[begin Raw records]
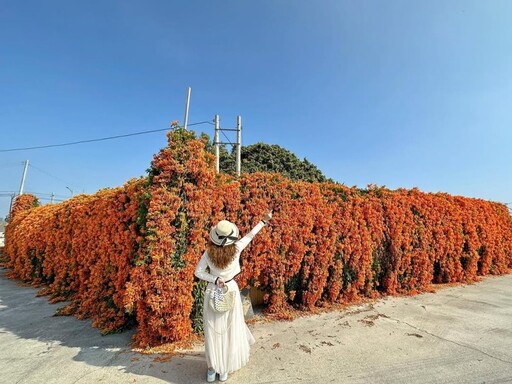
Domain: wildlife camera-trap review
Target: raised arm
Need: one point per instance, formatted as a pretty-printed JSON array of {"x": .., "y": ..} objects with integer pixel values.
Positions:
[
  {"x": 200, "y": 271},
  {"x": 244, "y": 241}
]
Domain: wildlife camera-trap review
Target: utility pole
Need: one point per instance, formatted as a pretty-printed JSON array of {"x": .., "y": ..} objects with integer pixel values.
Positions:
[
  {"x": 216, "y": 143},
  {"x": 187, "y": 105},
  {"x": 23, "y": 178},
  {"x": 238, "y": 144}
]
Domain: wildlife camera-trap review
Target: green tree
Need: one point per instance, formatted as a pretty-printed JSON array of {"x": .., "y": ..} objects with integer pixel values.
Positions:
[{"x": 261, "y": 157}]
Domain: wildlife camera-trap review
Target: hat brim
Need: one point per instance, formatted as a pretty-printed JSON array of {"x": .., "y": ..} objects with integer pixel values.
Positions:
[{"x": 222, "y": 242}]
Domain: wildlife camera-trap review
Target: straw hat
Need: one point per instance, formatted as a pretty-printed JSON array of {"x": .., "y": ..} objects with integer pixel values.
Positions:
[{"x": 224, "y": 233}]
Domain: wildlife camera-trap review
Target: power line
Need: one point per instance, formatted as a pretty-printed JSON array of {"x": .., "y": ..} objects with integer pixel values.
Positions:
[
  {"x": 94, "y": 140},
  {"x": 55, "y": 177}
]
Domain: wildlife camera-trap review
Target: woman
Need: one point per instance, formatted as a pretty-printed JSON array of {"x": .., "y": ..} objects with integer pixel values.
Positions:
[{"x": 227, "y": 337}]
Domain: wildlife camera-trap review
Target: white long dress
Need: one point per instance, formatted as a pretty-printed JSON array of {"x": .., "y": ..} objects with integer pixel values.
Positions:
[{"x": 227, "y": 337}]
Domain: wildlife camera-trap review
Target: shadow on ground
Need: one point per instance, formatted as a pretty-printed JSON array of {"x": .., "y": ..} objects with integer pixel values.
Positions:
[{"x": 28, "y": 327}]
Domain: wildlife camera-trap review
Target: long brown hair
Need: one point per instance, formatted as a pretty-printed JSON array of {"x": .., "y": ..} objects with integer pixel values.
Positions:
[{"x": 221, "y": 256}]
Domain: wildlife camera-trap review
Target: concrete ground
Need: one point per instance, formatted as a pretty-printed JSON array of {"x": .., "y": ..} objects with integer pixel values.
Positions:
[{"x": 458, "y": 335}]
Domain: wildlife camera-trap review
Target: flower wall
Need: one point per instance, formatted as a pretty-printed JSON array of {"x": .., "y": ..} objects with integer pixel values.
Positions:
[{"x": 128, "y": 254}]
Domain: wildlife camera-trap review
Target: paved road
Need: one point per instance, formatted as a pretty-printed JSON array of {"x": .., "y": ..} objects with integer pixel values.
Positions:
[{"x": 458, "y": 335}]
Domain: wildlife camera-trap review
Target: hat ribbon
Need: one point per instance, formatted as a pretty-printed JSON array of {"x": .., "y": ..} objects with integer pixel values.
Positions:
[{"x": 226, "y": 238}]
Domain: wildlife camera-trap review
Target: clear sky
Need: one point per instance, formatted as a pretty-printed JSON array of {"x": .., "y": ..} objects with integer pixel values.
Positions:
[{"x": 395, "y": 93}]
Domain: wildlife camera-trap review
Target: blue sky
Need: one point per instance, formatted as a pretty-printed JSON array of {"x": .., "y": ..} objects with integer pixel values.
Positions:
[{"x": 395, "y": 93}]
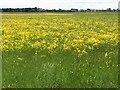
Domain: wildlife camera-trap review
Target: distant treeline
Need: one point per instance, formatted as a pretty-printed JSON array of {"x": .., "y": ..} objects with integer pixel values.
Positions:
[{"x": 53, "y": 10}]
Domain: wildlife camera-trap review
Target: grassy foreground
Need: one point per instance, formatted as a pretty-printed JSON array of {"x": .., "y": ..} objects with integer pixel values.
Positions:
[{"x": 60, "y": 50}]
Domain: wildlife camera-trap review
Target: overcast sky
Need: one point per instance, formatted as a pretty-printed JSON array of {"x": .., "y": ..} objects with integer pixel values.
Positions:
[{"x": 63, "y": 4}]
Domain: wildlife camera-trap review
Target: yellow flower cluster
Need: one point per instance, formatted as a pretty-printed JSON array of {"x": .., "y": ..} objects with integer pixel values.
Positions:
[{"x": 51, "y": 32}]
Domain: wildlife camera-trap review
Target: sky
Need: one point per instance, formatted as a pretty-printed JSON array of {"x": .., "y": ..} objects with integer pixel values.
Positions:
[{"x": 62, "y": 4}]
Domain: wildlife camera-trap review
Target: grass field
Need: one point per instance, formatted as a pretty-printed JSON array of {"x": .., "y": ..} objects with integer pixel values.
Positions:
[{"x": 73, "y": 50}]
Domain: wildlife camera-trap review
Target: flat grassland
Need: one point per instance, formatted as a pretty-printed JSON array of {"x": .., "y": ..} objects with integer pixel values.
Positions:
[{"x": 73, "y": 50}]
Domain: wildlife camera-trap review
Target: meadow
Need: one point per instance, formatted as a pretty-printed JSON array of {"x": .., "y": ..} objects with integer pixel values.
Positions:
[{"x": 60, "y": 50}]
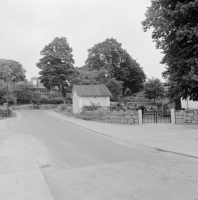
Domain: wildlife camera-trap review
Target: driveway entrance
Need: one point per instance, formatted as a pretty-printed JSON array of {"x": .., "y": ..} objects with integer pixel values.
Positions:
[{"x": 153, "y": 116}]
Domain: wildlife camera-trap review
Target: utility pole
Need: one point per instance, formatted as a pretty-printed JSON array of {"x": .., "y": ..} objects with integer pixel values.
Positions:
[
  {"x": 37, "y": 92},
  {"x": 7, "y": 91},
  {"x": 7, "y": 99}
]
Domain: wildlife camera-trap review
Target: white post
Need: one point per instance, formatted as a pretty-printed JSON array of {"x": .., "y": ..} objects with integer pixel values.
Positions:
[
  {"x": 139, "y": 117},
  {"x": 172, "y": 116}
]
[end Raw records]
• _Required task_:
Output the data exactly. Pictures don't belong in the result.

• _Correct answer_:
Domain: wildlife camera-trap review
Target: raised arm
Need: one point per instance, formatted as a pretty-printed JSON array of {"x": .., "y": ..} objects with integer pixel values.
Positions:
[
  {"x": 200, "y": 271},
  {"x": 244, "y": 241}
]
Domain: wildlife camera-trap review
Target: utility pole
Need: one point per instance, formatted as a pretty-printed JSON array of {"x": .., "y": ..} objects with integer pixel values.
Positions:
[
  {"x": 216, "y": 143},
  {"x": 187, "y": 105},
  {"x": 23, "y": 178},
  {"x": 238, "y": 144}
]
Domain: wildlife camera-trap review
Target: green tree
Need: one point per instance, formatted as a pretty-printed JSON array of {"x": .., "y": ..} objects with integer pixel values.
Positions:
[{"x": 261, "y": 157}]
Domain: wildlife camera-trap review
Target: hat brim
Need: one point per instance, formatted as a pretty-printed JSON array of {"x": .., "y": ..} objects with integer pixel values.
Positions:
[{"x": 222, "y": 242}]
Domain: wildlife camera-trap review
Target: straw hat
Need: one point per instance, formatted as a pretty-printed JSON array of {"x": .., "y": ..} objects with integer pixel values.
Positions:
[{"x": 224, "y": 233}]
Domain: wildlife camera-trap review
Target: power line
Need: one point per instance, formatted as a pretty-printed JSON array of {"x": .., "y": ..} objects with integer pixel values.
Positions:
[
  {"x": 94, "y": 140},
  {"x": 55, "y": 177}
]
Domain: wildlife camera-trap review
Target: woman
Need: one point per instance, formatted as a pretty-printed JSON array of {"x": .., "y": ..} objects with integer pixel values.
Positions:
[{"x": 227, "y": 337}]
Domain: wildlife camera-trap review
Target: white long dress
Need: one point per instance, formatted as a pretty-printed JSON array of {"x": .., "y": ..} objects with integer pixel values.
Positions:
[{"x": 227, "y": 337}]
Domain: wildlife camera-trap review
Target: shadow on ground
Need: one point per instance, formatted as a pretty-printed JSON array of {"x": .., "y": ..} objects with integer pixel values.
Positions:
[{"x": 28, "y": 327}]
Domain: wildlife camera-trap review
Target: long brown hair
Need: one point per instance, formatted as a pretty-printed JSON array of {"x": .., "y": ..} objects with integer pixel values.
Positions:
[{"x": 221, "y": 256}]
Domain: wildlife camera-trap review
Target: concrete ground
Need: one point per instance, formatted as a pretty-printed JSON array of {"x": .., "y": ..} objects with integer pixel values.
Positions:
[{"x": 458, "y": 335}]
Domain: wildlife camera-trap review
Target: flower wall
Need: one point per instance, formatted as a pretty-printed JSON array of {"x": .., "y": ..} objects with integer pixel values.
Positions:
[{"x": 128, "y": 254}]
Domain: wildlife camera-trap review
Target: paved road
Need: one point per instance, formatted as a pretty-printed JSON array of {"x": .., "y": ..} objects with integer pixel values.
Positions:
[{"x": 458, "y": 335}]
Domain: wildlife camera-trap review
Target: hat ribbon
Need: one point per instance, formatted as a pretty-printed JSON array of {"x": .., "y": ..} objects with integer pixel values.
Positions:
[{"x": 226, "y": 238}]
Domain: wildlife camera-trap review
Target: clear sky
Need: one point per instance, formatted as a pretty-printed JSON array of {"x": .., "y": ..} objects with integer pixel values.
Positions:
[{"x": 395, "y": 93}]
Domain: wildlife camera-trap review
Target: blue sky
Need: one point per instance, formatted as a pretty-printed JSON array of {"x": .., "y": ..} objects with integer pixel values.
Positions:
[{"x": 395, "y": 93}]
Domain: wildlife camera-trap review
Target: distant treeline
Need: one point per instance, formatted as a pretty-printed JSON array of {"x": .., "y": ..} objects with integer pixel values.
Positions:
[{"x": 53, "y": 10}]
Domain: wildlife camera-trap review
Target: grassy foreground
Need: one point per instance, formatted as a pretty-printed JSON array of {"x": .., "y": ..} objects with integer pixel values.
Positions:
[{"x": 60, "y": 50}]
Domain: wildlife camera-trap review
Target: overcast sky
Need: one point per instance, formatted as a pretty-printed JSON array of {"x": .., "y": ..} objects with integer pixel values.
Positions:
[{"x": 63, "y": 4}]
Domain: wildlife camera-trap review
Target: yellow flower cluster
Need: one point per instance, formatted as a pretty-printed JSON array of {"x": .., "y": ..} objects with integer pixel values.
Positions:
[{"x": 51, "y": 32}]
Domain: wildlife camera-trap review
Target: sky
Need: one point per instance, formatted as a pretty-printed JSON array of {"x": .., "y": ..} objects with integer pixel values.
Positions:
[{"x": 62, "y": 4}]
Domain: wildlife camera-trap review
Target: grass field
Need: one point per instance, formatted as a pretty-printed JSON array of {"x": .., "y": ..} objects with integer pixel values.
Positions:
[{"x": 73, "y": 50}]
Domain: wildlife camera-trap review
Target: flat grassland
Need: one point per instance, formatted as a pretty-printed JSON array of {"x": .., "y": ..} objects with integer pixel values.
Positions:
[{"x": 73, "y": 50}]
Domain: wildlife camera-trap review
Target: meadow
Need: one point per instance, formatted as a pretty-printed JSON array of {"x": .., "y": ..} objects with integer pixel values.
Positions:
[{"x": 60, "y": 50}]
Domain: wildlife camera-trap review
Target: driveway entrance
Need: one point per instance, formatted as a pretty-printed JSON array of {"x": .., "y": ..} objects with integer pixel values.
Positions:
[{"x": 153, "y": 116}]
Domain: wildlife camera-trap review
Target: utility pole
Need: one point per instance, formatted as a pretty-printed JSON array of {"x": .., "y": ..} objects with integer pixel values.
Positions:
[
  {"x": 37, "y": 92},
  {"x": 7, "y": 91},
  {"x": 7, "y": 99}
]
Domain: wildlife camera-trap review
Target: white post
Need: one point per instance, formatted as a pretty-printed JSON array of {"x": .., "y": ..} objects with integer pixel values.
Positions:
[
  {"x": 139, "y": 117},
  {"x": 172, "y": 116}
]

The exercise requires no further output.